#### WRITTEN TASK
Return nothing but the lines from the line containing "Might you point out the jeans" through the last line of the records, reproduced exactly.

#### RECORDS FOR THE EXERCISE
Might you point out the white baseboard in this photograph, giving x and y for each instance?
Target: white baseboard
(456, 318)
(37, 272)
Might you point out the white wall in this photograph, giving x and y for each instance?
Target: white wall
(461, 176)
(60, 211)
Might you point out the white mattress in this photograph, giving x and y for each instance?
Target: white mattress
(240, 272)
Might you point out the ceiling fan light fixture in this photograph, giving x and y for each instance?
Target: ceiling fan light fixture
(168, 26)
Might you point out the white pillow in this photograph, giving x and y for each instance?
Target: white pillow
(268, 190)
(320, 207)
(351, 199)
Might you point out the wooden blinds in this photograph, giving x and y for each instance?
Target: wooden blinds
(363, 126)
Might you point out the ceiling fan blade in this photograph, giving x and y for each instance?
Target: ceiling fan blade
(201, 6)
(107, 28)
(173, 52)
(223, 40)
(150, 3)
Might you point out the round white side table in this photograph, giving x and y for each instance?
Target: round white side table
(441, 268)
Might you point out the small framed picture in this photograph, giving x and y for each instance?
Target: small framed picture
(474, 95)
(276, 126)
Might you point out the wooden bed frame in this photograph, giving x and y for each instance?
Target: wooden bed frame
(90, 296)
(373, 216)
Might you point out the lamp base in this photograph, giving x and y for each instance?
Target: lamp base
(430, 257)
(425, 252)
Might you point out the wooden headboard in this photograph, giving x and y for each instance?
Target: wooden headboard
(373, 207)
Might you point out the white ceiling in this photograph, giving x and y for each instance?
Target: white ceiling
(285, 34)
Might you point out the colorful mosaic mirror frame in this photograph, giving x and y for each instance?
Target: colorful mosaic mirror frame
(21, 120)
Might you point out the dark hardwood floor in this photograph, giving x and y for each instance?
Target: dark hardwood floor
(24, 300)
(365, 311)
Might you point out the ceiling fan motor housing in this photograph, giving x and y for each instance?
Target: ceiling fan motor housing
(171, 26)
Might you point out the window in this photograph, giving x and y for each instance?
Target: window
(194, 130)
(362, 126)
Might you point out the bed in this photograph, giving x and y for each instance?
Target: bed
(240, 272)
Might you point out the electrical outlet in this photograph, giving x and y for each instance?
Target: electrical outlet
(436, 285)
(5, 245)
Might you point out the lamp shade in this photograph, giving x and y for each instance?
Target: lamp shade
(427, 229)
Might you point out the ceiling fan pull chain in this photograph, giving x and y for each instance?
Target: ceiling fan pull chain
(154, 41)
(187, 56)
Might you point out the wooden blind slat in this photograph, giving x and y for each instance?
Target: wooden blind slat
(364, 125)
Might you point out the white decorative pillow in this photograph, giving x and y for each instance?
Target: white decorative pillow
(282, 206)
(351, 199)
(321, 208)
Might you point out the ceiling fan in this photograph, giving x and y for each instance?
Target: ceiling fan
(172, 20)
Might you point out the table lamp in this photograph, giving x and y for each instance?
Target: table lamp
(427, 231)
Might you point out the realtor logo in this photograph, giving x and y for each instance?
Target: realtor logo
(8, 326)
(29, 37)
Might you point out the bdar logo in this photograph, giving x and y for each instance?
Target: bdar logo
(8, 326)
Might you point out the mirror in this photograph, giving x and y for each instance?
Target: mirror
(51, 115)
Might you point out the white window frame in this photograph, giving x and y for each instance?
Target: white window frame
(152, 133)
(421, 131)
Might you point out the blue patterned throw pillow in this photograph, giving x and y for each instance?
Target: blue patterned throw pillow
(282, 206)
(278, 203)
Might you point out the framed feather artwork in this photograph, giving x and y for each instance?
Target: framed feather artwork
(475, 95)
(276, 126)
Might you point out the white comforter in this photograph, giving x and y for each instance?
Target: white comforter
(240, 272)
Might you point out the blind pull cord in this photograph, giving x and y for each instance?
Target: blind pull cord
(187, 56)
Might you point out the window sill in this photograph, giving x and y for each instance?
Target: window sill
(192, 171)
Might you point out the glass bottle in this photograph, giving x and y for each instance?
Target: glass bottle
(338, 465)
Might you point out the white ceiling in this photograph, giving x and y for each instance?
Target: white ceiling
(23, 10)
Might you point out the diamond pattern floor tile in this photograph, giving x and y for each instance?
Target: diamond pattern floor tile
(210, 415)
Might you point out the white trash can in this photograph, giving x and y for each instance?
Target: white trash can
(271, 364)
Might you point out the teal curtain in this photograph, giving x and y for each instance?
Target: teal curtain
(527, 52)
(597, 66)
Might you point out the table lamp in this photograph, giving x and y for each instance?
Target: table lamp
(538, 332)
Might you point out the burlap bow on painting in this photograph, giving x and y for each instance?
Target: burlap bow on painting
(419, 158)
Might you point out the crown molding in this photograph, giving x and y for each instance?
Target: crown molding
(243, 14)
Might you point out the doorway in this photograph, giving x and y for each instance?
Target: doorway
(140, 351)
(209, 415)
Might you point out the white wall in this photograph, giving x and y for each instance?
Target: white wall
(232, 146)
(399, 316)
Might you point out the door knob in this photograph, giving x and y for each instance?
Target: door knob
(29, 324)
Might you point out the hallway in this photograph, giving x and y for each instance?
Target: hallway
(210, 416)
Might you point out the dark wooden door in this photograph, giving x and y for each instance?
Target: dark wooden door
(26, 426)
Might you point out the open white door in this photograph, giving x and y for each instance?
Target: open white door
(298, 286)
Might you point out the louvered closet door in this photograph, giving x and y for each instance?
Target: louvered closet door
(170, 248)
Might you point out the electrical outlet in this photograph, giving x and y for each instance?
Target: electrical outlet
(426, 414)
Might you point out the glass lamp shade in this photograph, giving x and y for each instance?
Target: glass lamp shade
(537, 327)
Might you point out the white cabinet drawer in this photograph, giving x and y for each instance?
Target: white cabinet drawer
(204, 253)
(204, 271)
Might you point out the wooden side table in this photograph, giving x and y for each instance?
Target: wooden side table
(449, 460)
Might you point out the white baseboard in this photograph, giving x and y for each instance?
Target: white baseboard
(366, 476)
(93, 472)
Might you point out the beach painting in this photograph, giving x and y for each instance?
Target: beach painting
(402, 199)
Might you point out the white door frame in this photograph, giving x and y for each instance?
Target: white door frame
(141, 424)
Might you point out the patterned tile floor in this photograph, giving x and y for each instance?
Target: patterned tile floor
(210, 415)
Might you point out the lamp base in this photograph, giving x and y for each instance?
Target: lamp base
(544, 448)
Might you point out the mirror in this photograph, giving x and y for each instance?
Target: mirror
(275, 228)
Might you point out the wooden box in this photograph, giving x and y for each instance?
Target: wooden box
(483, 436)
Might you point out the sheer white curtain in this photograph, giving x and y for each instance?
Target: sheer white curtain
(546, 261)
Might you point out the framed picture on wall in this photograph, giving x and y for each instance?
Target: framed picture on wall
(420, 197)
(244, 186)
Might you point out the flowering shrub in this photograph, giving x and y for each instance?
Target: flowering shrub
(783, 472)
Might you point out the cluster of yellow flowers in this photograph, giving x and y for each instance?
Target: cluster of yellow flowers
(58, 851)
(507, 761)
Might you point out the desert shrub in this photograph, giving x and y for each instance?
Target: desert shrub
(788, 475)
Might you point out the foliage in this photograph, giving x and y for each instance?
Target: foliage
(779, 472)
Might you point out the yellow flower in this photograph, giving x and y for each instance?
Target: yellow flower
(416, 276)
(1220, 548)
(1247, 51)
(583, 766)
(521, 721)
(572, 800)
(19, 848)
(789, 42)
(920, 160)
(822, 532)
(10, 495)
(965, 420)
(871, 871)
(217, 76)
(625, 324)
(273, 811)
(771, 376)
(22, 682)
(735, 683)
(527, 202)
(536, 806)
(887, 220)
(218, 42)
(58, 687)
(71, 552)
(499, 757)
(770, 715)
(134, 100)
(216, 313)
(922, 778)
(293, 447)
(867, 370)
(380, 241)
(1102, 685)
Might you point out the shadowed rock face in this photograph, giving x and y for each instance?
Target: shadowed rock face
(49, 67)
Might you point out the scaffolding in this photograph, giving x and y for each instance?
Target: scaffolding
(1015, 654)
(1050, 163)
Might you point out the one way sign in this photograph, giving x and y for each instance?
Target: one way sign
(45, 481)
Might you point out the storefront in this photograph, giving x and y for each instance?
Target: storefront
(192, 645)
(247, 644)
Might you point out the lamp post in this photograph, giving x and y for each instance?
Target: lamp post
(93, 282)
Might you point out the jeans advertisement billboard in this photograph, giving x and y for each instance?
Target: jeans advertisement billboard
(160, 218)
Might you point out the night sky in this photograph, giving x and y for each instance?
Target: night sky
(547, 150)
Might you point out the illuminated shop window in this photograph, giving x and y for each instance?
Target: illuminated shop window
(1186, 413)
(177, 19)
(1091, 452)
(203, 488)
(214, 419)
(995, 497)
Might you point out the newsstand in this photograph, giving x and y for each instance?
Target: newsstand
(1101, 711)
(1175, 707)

#### RESPONSE TO THIS EXERCISE
Might you point out the jeans advertisement billboard in this photograph, giving x and y for each instance?
Target: jeans advertisement billboard
(160, 218)
Might you point out the night sky in this photograph, giving x and y for each instance?
Target: night sky
(547, 150)
Might you point out the illuminated shop window in this photograph, giving x and y for each instance?
Target: illuminated shop window
(1186, 413)
(177, 19)
(1091, 452)
(203, 488)
(214, 419)
(995, 497)
Might you point out the newsstand in this photograph, giving x and y for each instance?
Target: newsstand
(1101, 711)
(1175, 707)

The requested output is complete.